▶ **Coordinate labeling data**:

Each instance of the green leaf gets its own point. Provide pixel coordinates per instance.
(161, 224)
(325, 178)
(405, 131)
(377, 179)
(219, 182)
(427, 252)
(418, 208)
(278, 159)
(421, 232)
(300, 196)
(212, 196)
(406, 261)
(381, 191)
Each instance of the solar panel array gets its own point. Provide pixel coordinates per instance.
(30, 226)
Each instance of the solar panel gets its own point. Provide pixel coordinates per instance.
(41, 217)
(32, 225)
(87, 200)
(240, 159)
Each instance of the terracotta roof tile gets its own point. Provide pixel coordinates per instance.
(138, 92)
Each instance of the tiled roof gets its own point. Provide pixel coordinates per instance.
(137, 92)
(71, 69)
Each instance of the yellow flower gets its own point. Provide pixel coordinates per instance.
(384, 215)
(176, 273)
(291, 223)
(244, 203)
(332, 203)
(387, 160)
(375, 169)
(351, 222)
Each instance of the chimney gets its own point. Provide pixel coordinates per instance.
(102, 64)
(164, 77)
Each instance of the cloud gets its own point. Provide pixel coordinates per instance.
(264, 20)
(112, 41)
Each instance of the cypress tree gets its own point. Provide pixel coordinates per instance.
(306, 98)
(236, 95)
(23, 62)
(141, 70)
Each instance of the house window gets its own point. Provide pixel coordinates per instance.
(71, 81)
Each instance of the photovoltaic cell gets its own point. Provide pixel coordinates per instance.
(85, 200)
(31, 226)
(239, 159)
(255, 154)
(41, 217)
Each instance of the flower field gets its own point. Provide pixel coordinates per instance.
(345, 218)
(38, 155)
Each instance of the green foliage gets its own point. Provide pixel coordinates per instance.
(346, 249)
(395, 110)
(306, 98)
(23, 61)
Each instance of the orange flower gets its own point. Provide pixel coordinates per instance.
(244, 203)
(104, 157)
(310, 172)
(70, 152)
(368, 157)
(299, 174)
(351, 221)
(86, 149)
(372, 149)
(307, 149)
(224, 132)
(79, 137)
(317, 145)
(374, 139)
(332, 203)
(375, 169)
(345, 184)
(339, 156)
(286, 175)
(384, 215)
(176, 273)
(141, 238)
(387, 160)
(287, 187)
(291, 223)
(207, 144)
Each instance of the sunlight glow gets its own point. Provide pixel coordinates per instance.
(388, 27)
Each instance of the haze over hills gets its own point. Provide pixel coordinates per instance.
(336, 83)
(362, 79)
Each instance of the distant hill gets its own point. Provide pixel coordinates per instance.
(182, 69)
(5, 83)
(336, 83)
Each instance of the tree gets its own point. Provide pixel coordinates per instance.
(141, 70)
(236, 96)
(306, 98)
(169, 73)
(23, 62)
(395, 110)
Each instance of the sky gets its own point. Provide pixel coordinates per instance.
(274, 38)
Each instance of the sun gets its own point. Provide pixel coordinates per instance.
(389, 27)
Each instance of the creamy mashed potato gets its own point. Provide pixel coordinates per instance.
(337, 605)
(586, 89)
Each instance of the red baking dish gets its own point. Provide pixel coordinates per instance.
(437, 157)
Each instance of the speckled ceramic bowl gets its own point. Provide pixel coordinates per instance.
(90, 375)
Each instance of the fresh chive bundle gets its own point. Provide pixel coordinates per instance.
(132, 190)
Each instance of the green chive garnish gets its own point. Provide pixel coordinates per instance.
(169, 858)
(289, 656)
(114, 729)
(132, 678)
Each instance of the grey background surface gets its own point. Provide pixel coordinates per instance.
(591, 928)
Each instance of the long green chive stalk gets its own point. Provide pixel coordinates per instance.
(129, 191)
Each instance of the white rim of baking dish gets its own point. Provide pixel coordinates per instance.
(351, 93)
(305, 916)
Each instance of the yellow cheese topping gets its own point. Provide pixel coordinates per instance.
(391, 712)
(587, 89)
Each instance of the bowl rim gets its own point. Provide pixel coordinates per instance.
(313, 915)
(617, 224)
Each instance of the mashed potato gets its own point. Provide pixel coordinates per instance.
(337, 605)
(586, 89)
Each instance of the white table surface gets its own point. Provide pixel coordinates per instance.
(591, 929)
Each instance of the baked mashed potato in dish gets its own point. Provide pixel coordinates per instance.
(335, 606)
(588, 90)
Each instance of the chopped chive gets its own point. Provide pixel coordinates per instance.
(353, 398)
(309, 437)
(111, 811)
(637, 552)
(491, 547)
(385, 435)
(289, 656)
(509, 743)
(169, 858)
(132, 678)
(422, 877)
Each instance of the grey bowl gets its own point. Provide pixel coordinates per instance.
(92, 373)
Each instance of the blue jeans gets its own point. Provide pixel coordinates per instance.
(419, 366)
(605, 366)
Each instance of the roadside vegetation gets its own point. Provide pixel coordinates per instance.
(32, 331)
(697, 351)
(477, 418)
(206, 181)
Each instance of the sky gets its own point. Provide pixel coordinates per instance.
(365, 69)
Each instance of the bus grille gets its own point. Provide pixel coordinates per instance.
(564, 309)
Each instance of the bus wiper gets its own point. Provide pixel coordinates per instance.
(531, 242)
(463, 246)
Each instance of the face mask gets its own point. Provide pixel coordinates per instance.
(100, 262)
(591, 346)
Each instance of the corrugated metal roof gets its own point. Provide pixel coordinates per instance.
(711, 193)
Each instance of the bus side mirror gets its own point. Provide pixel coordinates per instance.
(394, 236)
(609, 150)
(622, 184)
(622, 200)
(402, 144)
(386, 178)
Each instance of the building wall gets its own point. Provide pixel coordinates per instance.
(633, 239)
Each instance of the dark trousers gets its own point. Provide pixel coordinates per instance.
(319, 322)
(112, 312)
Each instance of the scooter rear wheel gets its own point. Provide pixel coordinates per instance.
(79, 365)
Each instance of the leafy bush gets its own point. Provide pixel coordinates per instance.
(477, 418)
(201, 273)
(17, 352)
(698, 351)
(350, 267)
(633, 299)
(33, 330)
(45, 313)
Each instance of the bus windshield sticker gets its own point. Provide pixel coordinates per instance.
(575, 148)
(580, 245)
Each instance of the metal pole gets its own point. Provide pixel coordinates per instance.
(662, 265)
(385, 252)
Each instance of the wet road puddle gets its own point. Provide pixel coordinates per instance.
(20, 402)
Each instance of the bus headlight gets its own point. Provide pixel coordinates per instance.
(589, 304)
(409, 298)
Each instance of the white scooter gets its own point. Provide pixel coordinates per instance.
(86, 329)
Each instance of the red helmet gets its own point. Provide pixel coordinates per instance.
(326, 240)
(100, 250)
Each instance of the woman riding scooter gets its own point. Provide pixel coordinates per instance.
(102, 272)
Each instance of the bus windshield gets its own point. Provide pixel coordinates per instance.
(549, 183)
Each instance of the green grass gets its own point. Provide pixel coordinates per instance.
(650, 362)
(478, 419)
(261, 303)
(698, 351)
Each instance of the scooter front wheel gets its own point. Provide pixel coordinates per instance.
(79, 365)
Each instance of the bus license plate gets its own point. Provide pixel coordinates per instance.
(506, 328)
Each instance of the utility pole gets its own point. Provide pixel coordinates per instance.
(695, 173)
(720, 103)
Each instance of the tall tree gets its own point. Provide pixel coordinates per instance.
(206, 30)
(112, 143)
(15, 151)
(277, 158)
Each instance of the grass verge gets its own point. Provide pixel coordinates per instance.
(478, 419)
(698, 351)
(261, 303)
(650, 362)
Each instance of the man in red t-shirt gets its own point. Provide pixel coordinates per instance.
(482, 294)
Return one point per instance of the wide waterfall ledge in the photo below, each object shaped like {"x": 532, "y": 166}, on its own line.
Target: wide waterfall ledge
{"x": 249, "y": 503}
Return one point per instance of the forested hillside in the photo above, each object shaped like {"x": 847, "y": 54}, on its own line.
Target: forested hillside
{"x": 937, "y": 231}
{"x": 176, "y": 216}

▶ **Exercise brief**: Edit the rows above by replacing every occurrence of "pixel coordinates" with "image coordinates". Leave everything else unchanged.

▶ **The solution**:
Each instance of the green leaf gets its own point. Provide image coordinates per instance.
(161, 224)
(325, 178)
(405, 131)
(377, 179)
(219, 182)
(427, 252)
(418, 208)
(278, 159)
(421, 232)
(300, 196)
(212, 196)
(406, 261)
(381, 191)
Each instance of the solar panel array gets its own point. Provide image coordinates per instance.
(30, 226)
Each instance of the solar panel gets its own point. Provide image coordinates per instance.
(41, 217)
(32, 225)
(87, 200)
(240, 159)
Each instance of the terracotta roof tile gets its own point. Provide image coordinates per instance.
(138, 92)
Each instance of the tiled roof gets its own point. Provide image coordinates per instance.
(137, 92)
(71, 69)
Each instance of the yellow flower gets its own point. Provide image coordinates per instance.
(384, 215)
(176, 273)
(291, 223)
(244, 203)
(332, 203)
(387, 160)
(375, 169)
(351, 222)
Each instance of the chimney gets its own point. Provide image coordinates per instance.
(102, 64)
(164, 77)
Each instance of the cloud gets its own point. Provide image coordinates per instance.
(264, 20)
(112, 41)
Each instance of the cypress tree gets its own point. Provide image coordinates per instance.
(306, 98)
(236, 95)
(23, 62)
(141, 70)
Each instance of the house window gets its own point. Provide image coordinates per instance.
(71, 81)
Each instance of the photovoltaic cell gets its own point. Provide image coordinates per instance.
(85, 200)
(31, 226)
(239, 159)
(255, 154)
(41, 217)
Each instance of the flower field gets its own point. Provide image coordinates per instance.
(345, 218)
(38, 155)
Each instance of the green foliage gets its own point. Provide image coordinates per instance.
(346, 249)
(395, 110)
(306, 98)
(23, 61)
Each instance of the orange flower gets its own point. Provide image coordinates per instance.
(244, 203)
(104, 157)
(310, 172)
(70, 152)
(368, 157)
(299, 174)
(351, 221)
(86, 149)
(372, 149)
(307, 149)
(224, 132)
(79, 137)
(317, 145)
(374, 139)
(332, 203)
(375, 169)
(345, 184)
(339, 156)
(286, 175)
(384, 215)
(176, 273)
(141, 238)
(387, 160)
(287, 187)
(291, 223)
(207, 144)
Each instance of the sunlight glow gets its own point. Provide image coordinates per instance.
(388, 27)
Each instance of the haze over hills gets its own point. Provide image coordinates per instance.
(336, 83)
(362, 79)
Each instance of the distant hill gets its own point. Provide image coordinates per instance.
(182, 69)
(5, 83)
(336, 83)
Each instance of the tree gets its own point. Provide image coordinates per instance.
(141, 70)
(236, 96)
(306, 98)
(169, 73)
(23, 62)
(395, 110)
Each instance of the sky gets its own point. Provide image coordinates per instance.
(274, 38)
Each instance of the sun gets its own point. Provide image coordinates per instance.
(389, 27)
Each instance of the creamy mashed potato gets its own point. Provide image coordinates per instance.
(337, 605)
(586, 89)
Each instance of the red baking dish gets its own point. Provide image coordinates per instance.
(437, 157)
Each instance of the speckled ceramic bowl gets its own point. Provide image coordinates per instance.
(90, 375)
Each instance of the fresh chive bundle gets its own point. Provide image coordinates per instance.
(132, 190)
Each instance of the green chive garnish gets its own point. Provide image coordinates per instance.
(169, 858)
(289, 656)
(114, 729)
(132, 678)
Each instance of the grey background surface gets its own point. Provide image coordinates per instance.
(591, 928)
Each instance of the long green chive stalk gets its own point. Provide image coordinates per instance.
(129, 191)
Each instance of the white rim of baking dish gets its own point. Provide image coordinates per instance.
(351, 93)
(305, 916)
Each instance of the yellow cheese topping gets its own point. Provide image coordinates per instance.
(391, 712)
(587, 89)
Each instance of the bowl rim gets its own point. Provide image coordinates per instance.
(313, 915)
(617, 224)
Each instance of the mashed potato gets its own point. Provide image coordinates per instance.
(337, 605)
(586, 89)
Each instance of the white table surface gets its own point. Provide image coordinates per instance.
(591, 929)
Each instance of the baked mashed potato in dish gets its own point. Provide image coordinates per instance.
(335, 606)
(588, 90)
Each instance of the chopped chive gets its own point. Provide image coordinates per instance.
(353, 398)
(309, 437)
(111, 811)
(637, 552)
(491, 547)
(385, 435)
(289, 656)
(509, 743)
(169, 858)
(132, 678)
(422, 877)
Each instance of the grey bowl gets its own point. Provide image coordinates per instance.
(92, 373)
Each instance of the blue jeans gets its own point. Provide image coordinates per instance.
(419, 366)
(605, 366)
Each instance of the roadside vegetation gets its own point. Provide image coordinates per instance.
(32, 331)
(697, 351)
(477, 418)
(206, 181)
Each instance of the sky gets its own point. Provide image coordinates per instance.
(365, 69)
Each instance of the bus grille gets its own point. Provide image coordinates per instance.
(564, 309)
Each instance of the bus wiper gets its own point. Provide image coordinates per instance.
(531, 242)
(463, 246)
Each instance of the face mask gets its own point. Provide image coordinates per instance.
(100, 262)
(591, 346)
Each instance of the corrugated metal roof gets its own point. Provide image coordinates per instance.
(711, 193)
Each instance of the bus side mirror gets its own point. Provide image coordinates per instance.
(394, 236)
(609, 150)
(622, 184)
(622, 200)
(402, 144)
(386, 178)
Each instance of the building wall gets its own point. Provide image coordinates per instance.
(633, 239)
Each instance of the dark trousers gets its own point. Provide image coordinates per instance.
(319, 322)
(112, 312)
Each instance of the scooter rear wheel gets its own point. Provide image coordinates per instance.
(79, 365)
Each instance of the leafy bush gets its own point. Provide image coordinates per instance.
(477, 418)
(201, 273)
(17, 352)
(698, 351)
(350, 267)
(633, 299)
(33, 330)
(45, 313)
Each instance of the bus windshield sticker gets its own point. Provide image coordinates per instance.
(575, 148)
(580, 245)
Each instance of the metal pole gets its own point. Provide image coordinates per instance.
(662, 265)
(385, 252)
Each instance of the wet road puddle gets its own point. Provide image coordinates per instance.
(20, 402)
Each instance of the bus headlight gets its own point. Provide image coordinates per instance.
(589, 304)
(409, 298)
Each instance of the white scooter gets its own point. Provide image coordinates per instance.
(86, 329)
Each instance of the red helmet gets its own point. Provide image coordinates per instance.
(326, 240)
(100, 250)
Each instance of the woman riding scooter gets its own point. Provide image coordinates per instance.
(102, 272)
Each instance of the bus windshield gets its own point. Provide image coordinates per instance.
(549, 183)
Each instance of the green grass gets its own point. Provide image coordinates per instance.
(650, 362)
(478, 419)
(261, 303)
(698, 351)
Each instance of the scooter front wheel gets its own point. Provide image coordinates per instance.
(79, 365)
Each instance of the bus license plate gets its own point. Provide image coordinates per instance.
(506, 328)
Each instance of the utility pole gets its own point. Provide image coordinates per instance.
(695, 173)
(720, 103)
Each instance of the tall tree gets its own point. Provide image coordinates per instance.
(206, 30)
(112, 143)
(15, 151)
(277, 158)
Each instance of the grass verge gets its own point. Provide image coordinates per instance.
(478, 419)
(698, 351)
(261, 303)
(650, 362)
Each instance of the man in red t-shirt gets its own point. Provide image coordinates per instance.
(482, 294)
Return one point per instance of the wide waterfall ledge in the photo below, each object shaped like {"x": 532, "y": 166}, on its own line.
Target: wide waterfall ledge
{"x": 249, "y": 503}
Return one point per instance of the forested hillside in the photo above, each object shaped like {"x": 847, "y": 54}, on its own line.
Target: forested hillside
{"x": 937, "y": 231}
{"x": 176, "y": 216}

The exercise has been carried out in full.